DIRECTIVE 1
According to the automake bug report, which source file gets compiled by both $(TESTS) and check_LIBRARIES?
DIRECTIVE 2
Pick up the automake bug report at its last sentence and continue it.

GNU bug report logs -
#68860
race condition with make recheck
Previous Next
To reply to this bug, email your comments to 68860 AT debbugs.gnu.org.
Toggle the display of automated, internal messages from the tracker.
Report forwarded
to
bug-automake <at> gnu.org
:
bug#68860
; Package
automake
.
(Thu, 01 Feb 2024 01:13:02 GMT)
Full text and
rfc822 format available.
Acknowledgement sent
to
Peter Johansson <trojkan <at> gmail.com>
:
New bug report received and forwarded. Copy sent to
bug-automake <at> gnu.org
.
(Thu, 01 Feb 2024 01:13:02 GMT)
Full text and
rfc822 format available.
Message #5 received at submit <at> debbugs.gnu.org (full text, mbox):
[Message part 1 (text/plain, inline)]
Hi automakers,
I think I've found a race condition with 'make recheck' that results in
a source file being compiled twice in parallel and resulting in a
failure such as
mv: cannot stat '.deps/foo.Tpo': No such file or directory
In my trimmed down example my Makefile.am looks like:
lib_LIBRARIES = libfoo.a
libfoo_a_SOURCES = foo.cc
check_LIBRARIES = libtest.a
libtest_a_SOURCES = test.cc
TESTS = one.test two.test
TEST_EXTENSIONS = .test
AM_DEFAULT_SOURCE_EXT = .cc
EXTRA_PROGRAMS = $(TESTS)
libtest_a_LIBADD = libfoo.a
LDADD = libtest.a libfoo.a
The problem seems to be that both $(TESTS) and check_LIBRARIES depend on
libfoo.a and trigger compilation of foo.cc. I haven't managed to get the
same problem with 'make check', so I thought comparing the generated
rules for check: and recheck: would be useful.
recheck: all $(check_LIBRARIES)
<long rule running failed TESTS>
all: config.h
$(MAKE) $(AM_MAKEFLAGS) all-am
...
check-am: all-am
$(MAKE) $(AM_MAKEFLAGS) $(check_LIBRARIES)
$(MAKE) $(AM_MAKEFLAGS) check-TESTS
check: check-am
I can see how the "check-am: all-am" works as firewall against the race
condition. OTOH, in the rule for recheck, 'all' triggers a sub-process
that will build libfoo.a and in the meantime the main process will build
$(check_LIBRARIES) which trigger the building of libfoo.a. My
understanding of parallel make is a bit hazy, but I guess the main
process and sub-process are only talking wrt how many workers they
employ and are not talking about which rules to work on.

DATASET EXTRACT
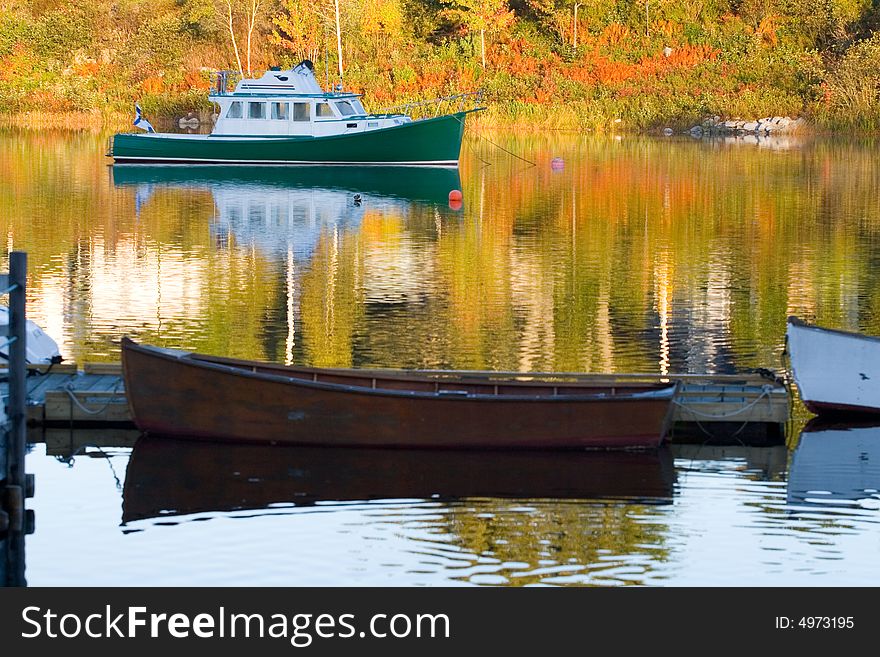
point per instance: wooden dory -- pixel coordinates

OUTPUT 1
foo.cc

OUTPUT 2
I suppose this is not by design or that I'm doing something illegal by
having check_LIBRARIES depend stuff that is built within 'make all'. I'm
not sure what the best way to fix this would be. One idea would to
change the rule for recheck to
recheck: all
$(MAKE) $(AM_MAKEFLAGS) $(check_LIBRARIES)
<long rule running failed TESTS>
but personally I don't fancy these sub-processes because it feels like
they are the core of the problem for these sort of race conditions.
I have tested with automake 1.16.5 (ubuntu) and 1.16i.
Please find attached a trimmed down example of the problem.
Best Regards,
Peter
[automake.sh (application/x-shellscript, attachment)]
Information forwarded
to
bug-automake <at> gnu.org
:
bug#68860
; Package
automake
.
(Thu, 01 Feb 2024 22:26:01 GMT)
Full text and
rfc822 format available.
Message #8 received at 68860 <at> debbugs.gnu.org (full text, mbox):
Hi Peter,
The problem seems to be that both $(TESTS) and check_LIBRARIES depend on
libfoo.a and trigger compilation of foo.cc.
Thanks much for the report and analysis. What you wrote looks sensible
to me.
My understanding of parallel make is a bit hazy,
Me too :(. If anyone else here has a chance to look into this, that
would be great.
One idea would to change the rule for recheck to
It looks plausible. Another possibility that comes to mind is to make
the recheck target more parallel to all, i.e., with a recheck-am
target. I', not sure.
Please find attached a trimmed down example of the problem.
Thanks again. Will ponder. --best, karl.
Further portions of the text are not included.